┌──
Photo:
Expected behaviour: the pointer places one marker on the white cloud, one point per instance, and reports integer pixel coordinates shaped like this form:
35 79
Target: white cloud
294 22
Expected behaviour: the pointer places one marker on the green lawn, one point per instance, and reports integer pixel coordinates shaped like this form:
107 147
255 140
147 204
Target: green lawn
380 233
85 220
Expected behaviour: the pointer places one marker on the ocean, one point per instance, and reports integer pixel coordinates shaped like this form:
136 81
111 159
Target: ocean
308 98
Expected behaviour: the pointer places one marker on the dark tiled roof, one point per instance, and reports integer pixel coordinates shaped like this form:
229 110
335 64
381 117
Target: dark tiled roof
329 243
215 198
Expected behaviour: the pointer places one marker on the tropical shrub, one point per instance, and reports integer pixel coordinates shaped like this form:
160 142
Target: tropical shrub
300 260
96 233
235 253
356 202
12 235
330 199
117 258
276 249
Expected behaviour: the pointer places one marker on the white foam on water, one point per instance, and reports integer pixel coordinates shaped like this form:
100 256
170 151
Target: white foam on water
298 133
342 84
└──
(EXERCISE PROMPT):
Add 62 to each answer coordinate and write out the listing from the line containing "the white foam" through its final line, with the requests included.

(CORRECT ANSWER):
Expected behaviour: the pointer places one marker on the white foam on water, one point per instance, and reports integer pixel coordinates shaped like this form:
100 256
170 151
Target: white foam on water
360 195
404 146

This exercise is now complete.